- _Brano_
——————
La valenza educativa assunta dal libro di sensibilizzazione verso argomenti ambientalisti della generazione che ci succederà e che avrà il compito di gestire le risorse è così duplicemente legata sia alla lettura del testo che al riutilizzo dell’oggetto cartaceo stesso, facendo da eco all’aforisma di Choderlos de Laclos secondo cui “il pregio di un libro consiste nella sua utilità o nella sua piacevolezza, o in ambedue le cose, quando ne ha le qualità”.

L’attività sequenziale leggere-piantare-innaffiare è svolgibile con estrema facilità da un bambino, non occorrendo particolari attenzioni durante la coltivazione della pianta, che si adatta a diversi climi, cresce rapidamente sia nel terreno che in vaso e resiste bene all’inquinamento.

caption: Fioritura di alberi di jacaranda a Pretoria, in Sudafrica, detta la “Città della jacaranda”, per la rilevante presenza di tali alberi.

Seguendo lo slogan “così cresce un albero. E anche un bambino” il progetto -denominato “Tree Book Tree” ad indicare lo stretto rapporto che si instaura fra albero e libro nel ciclo vitale del prodotto-, fornisce così attraverso un’esperienza ludica un insegnamento ecologico al piccolo lettore, il quale accresce le proprie conoscenze apprendendo in modo divertente l’importanza del ruolo rivestito dalle risorse, l’origine e il reciproco rapporto fra elementi naturali e prodotti e le modalità della tutela dell’ambiente.

caption: Una pagina del libro  

La conversione green dell’editoria

Nelle intenzioni della casa editrice argentina “con Tree Book Tree il libro restituisce alla natura ciò che le ha tolto”.
——————
Trascrivi la parte del brano sul libro da piantare da "caption: Fioritura di" a "della tutela dell’ambiente.", cambiando "ludica" in "giocosa".

Record per l'etichettatura delle regioni:
——————
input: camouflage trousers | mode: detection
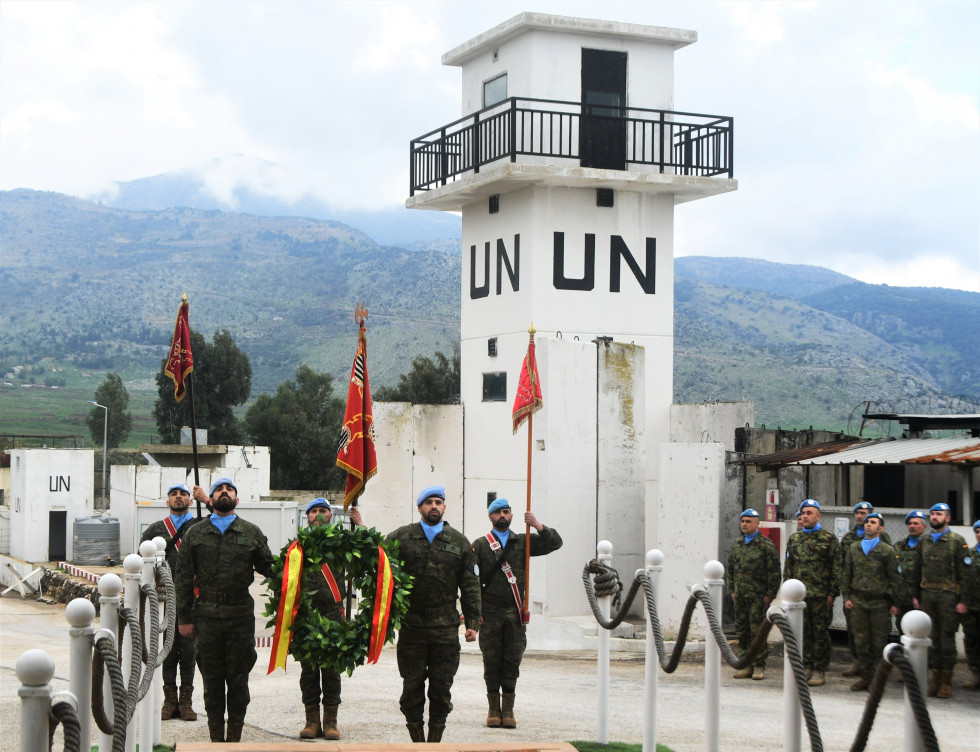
[733,596,769,668]
[803,597,834,671]
[844,598,892,680]
[480,602,527,694]
[299,663,340,705]
[396,626,459,723]
[919,589,960,671]
[163,632,197,687]
[194,614,258,723]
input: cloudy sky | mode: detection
[0,0,980,292]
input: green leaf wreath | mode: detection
[264,525,413,676]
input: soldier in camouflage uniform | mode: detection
[914,503,969,699]
[388,486,480,742]
[473,499,562,728]
[725,509,779,680]
[840,512,902,692]
[299,498,361,741]
[783,499,840,687]
[960,520,980,689]
[840,501,892,676]
[894,509,926,632]
[140,483,201,721]
[175,478,272,742]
——————
- _Risposta all'esercizio_
caption: Fioritura di alberi di jacaranda a Pretoria, in Sudafrica, detta la “Città della jacaranda”, per la rilevante presenza di tali alberi.

Seguendo lo slogan “così cresce un albero. E anche un bambino” il progetto -denominato “Tree Book Tree” ad indicare lo stretto rapporto che si instaura fra albero e libro nel ciclo vitale del prodotto-, fornisce così attraverso un’esperienza giocosa un insegnamento ecologico al piccolo lettore, il quale accresce le proprie conoscenze apprendendo in modo divertente l’importanza del ruolo rivestito dalle risorse, l’origine e il reciproco rapporto fra elementi naturali e prodotti e le modalità della tutela dell’ambiente.